Beside the most important purpose of the project: the production of the dictionary, the project has provided material for number of articles by Gerd Carling and Georges-Jean Pinault. These are listed under Scientific publications and are discussed under §4.
The results of the project will be discussed under three headings, §2) A Dictionary and Thesaurus of Tocharian A, §3) Text and Reference Database of Tocharian A, and §4) Others. 

A Dictionary and Thesaurus of Tocharian A

A Dictionary and Thesaurus of Tocharian A is the title of the dictionary, which is the main result of the project "A Revised and Digitized Dictionary of Tocharian A". It will, according to plan, be published in three volumes. The first volume, a-j (250 pages, [1]) will be published during spring 2008. The book will be presented at the conference "Die Erforschung des Tocharischen und die alttürkische Maitrisimit", at Berlin-Brandenburgische Akademie der Wissenschaften, April 5-6 2008. 

(see http://www.bbaw.de/bbaw/Forschung/Forschungsprojekte/turfanforschung/de/TocharischMaitrisimit2008).
The dictionary is a complete inventory of all presently accessible Tocharian A texts, which number around 1130, 1080 of which are from Staatsbibliothek zu Berlin - Preußischer Kulturbesitz, 43 from Xinjiang Musum, Urumchi, 3 from Bibliothèque Nationale, Paris, and 1 from Musée Guimet, Paris. This amount is not the same as the number of texts given in the application from 2002, which was around 520. Since then, 619 Tocharian texts have been added from among the Tocharian texts published in photographs on the homepage of the project TITUS: Tocharica. However these texts, though previously unpublished in photo or transliteration, have already been partly published in various publications. Individual items, forms, and passages are included in Poucha (1955), since Poucha had access to the notes of Emil Sieg and Wilhelm Siegling, who prepared transliterations of all Tocharian A texts, but who only published transliterations of the texts A 1-467 (Sieg & Siegling 1921). For the moment it is not known where the transliterations of Sieg and Siegling could be. At the end of WWII, the Museum for Indische Kunst was destroyed, and a number of texts disappeared. The remaining Tocharian texts (4074 manuscripts or pieces of manuscripts) have been published as photos on the homepage of the project TITUS: Tocharica, with new numbers (THTxxxx) but not identified as being Tocharian A or Tocharian B.
For the purpose of the DTA, all these manuscripts have been examined. Georges-Jean Pinault has prepared transliteration of the Tocharian A manuscripts. The number of Tocharian A fragments is 619. Besides, Gerd Carling has prepared a list of items from these unpublished texts as presented in other publications (e.g., Poucha (1955) and publications by Werner Thomas+, who was a student of Sieg and Siegling and who also probably had access to the transliterations of Sieg and Siegling). In these publications, forms, items or shorter phrases are never given with a reference to the manuscript number, only "unpublished Berlin manuscript".

*Aim 1:*
From the Tocharian A dictionary report, print the stretch from "Beside the most" through "and §4) Others.".
*Aim 2:*
According to the Tocharian A dictionary report, how many pages does the first volume, a-j, have?
*Aim 3:*
Carry the Tocharian A dictionary report forward from its last sentence.

[Dataset excerpt]

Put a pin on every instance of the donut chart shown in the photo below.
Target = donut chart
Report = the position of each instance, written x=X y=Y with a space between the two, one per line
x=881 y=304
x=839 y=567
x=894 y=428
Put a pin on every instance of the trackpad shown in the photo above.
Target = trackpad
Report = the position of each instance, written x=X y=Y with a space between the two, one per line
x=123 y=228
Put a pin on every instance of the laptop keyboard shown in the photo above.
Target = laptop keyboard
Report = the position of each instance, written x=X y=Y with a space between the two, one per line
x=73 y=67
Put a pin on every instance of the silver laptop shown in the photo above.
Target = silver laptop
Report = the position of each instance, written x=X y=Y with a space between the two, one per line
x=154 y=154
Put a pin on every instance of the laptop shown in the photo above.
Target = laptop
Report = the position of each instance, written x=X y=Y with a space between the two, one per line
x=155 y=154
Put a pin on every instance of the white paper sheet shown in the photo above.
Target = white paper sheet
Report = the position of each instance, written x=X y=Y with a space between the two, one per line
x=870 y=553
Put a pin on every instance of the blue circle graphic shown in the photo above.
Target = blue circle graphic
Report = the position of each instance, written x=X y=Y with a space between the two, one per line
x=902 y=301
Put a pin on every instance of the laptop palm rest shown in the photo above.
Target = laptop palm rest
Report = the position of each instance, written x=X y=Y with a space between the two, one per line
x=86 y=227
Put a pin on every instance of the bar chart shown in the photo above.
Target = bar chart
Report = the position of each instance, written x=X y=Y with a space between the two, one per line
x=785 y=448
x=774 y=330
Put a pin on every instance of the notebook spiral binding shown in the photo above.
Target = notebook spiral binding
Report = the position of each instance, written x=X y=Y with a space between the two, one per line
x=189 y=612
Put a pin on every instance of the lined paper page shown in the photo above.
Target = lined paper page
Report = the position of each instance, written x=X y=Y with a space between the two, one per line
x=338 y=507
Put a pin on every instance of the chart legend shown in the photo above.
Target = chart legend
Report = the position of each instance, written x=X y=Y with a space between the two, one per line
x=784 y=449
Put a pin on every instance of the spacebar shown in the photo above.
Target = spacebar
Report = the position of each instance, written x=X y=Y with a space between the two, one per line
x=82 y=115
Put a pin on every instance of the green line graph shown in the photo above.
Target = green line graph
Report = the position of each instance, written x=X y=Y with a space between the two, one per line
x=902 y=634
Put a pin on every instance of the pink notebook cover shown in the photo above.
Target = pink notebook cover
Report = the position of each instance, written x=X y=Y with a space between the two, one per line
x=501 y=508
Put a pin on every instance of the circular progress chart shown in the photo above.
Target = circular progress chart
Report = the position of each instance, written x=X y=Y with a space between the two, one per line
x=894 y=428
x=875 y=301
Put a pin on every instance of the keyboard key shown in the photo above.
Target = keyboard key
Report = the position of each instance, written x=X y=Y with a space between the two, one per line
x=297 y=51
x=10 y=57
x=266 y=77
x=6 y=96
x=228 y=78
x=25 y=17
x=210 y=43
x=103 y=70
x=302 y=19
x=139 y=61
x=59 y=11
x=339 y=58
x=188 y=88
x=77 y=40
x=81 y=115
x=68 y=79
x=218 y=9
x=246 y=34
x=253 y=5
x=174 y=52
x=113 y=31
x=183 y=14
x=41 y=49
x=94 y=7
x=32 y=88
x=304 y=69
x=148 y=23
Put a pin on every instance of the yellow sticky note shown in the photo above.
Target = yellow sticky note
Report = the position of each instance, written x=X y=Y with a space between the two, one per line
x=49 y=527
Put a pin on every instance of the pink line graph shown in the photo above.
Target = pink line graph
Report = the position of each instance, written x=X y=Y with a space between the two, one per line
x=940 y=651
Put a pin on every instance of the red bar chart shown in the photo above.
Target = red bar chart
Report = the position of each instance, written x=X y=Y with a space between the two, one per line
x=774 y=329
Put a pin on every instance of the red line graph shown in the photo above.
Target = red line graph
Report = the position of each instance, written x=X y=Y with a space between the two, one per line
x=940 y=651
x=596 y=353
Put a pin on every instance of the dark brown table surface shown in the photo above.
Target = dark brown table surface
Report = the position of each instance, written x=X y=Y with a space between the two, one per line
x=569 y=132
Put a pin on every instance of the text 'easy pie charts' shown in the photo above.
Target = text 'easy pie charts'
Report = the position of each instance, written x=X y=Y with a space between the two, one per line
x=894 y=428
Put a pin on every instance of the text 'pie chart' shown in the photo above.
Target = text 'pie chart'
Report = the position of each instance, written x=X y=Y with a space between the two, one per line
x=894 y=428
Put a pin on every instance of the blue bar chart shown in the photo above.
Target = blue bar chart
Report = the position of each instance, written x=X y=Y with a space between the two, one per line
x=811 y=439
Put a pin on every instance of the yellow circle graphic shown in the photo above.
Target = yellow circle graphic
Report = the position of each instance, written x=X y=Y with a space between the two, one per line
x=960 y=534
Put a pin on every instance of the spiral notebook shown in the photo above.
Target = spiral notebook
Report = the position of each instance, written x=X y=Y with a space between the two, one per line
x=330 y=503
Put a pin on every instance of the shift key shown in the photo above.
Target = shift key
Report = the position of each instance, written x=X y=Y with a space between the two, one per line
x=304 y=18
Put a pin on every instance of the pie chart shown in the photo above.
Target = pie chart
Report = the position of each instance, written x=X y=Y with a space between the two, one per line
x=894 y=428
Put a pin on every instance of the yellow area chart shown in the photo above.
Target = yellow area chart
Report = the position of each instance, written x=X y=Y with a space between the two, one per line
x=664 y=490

*Exercise answer 1:*
Beside the most important purpose of the project: the production of the dictionary, the project has provided material for number of articles by Gerd Carling and Georges-Jean Pinault. These are listed under Scientific publications and are discussed under §4.
The results of the project will be discussed under three headings, §2) A Dictionary and Thesaurus of Tocharian A, §3) Text and Reference Database of Tocharian A, and §4) Others.

*Exercise answer 2:*
250 pages.

*Exercise answer 3:*
However, a problem when working with the unpublished texts has been that there are great discrepancies between our reading and interpretation of the originals and the material collected by Gerd Carling from various publications. This can have several causes: First, Sieg and Siegling's readings may have been uncertain from the beginning, or maybe mere proposals, and later they have been understood as certain and quoted again and again by authors. Second, it is likely that a large part of the manuscript material has been lost and many of the uncertain interpretations are hidden in this lost material. For the purpose of the dictionary DTA, readings of the unpublished texts from Bibliothèque Nationale have been prepared by Georges-Jean Pinault in collaboration with Gerd Carling and a manuscript from Musée Guimet has been transliterated and edited by Pinault (2007). This material has been included in the dictionary.

Beside these texts, a number of Tocharian A glosses in Sanskrit texts have been published by Malzahn (2007). This material has also been included.
The dictionary DTA I begins with an introduction, where the project is described and where the organisation of the dictionary items is explained. This introduction is followed by lists of abbreviations of grammatical forms, various texts and so forth, and finally by lists of references.
The dictionary itself is organized in the alphabetical order of the Sanskrit language. This is usual in dictionaries of Tocharian, since Tocharian is written with a form of the Indic Brâhmî script. The dictionary DTA I begins with the letter a- and ends with j, which corresponds roughly to one-third of the whole language.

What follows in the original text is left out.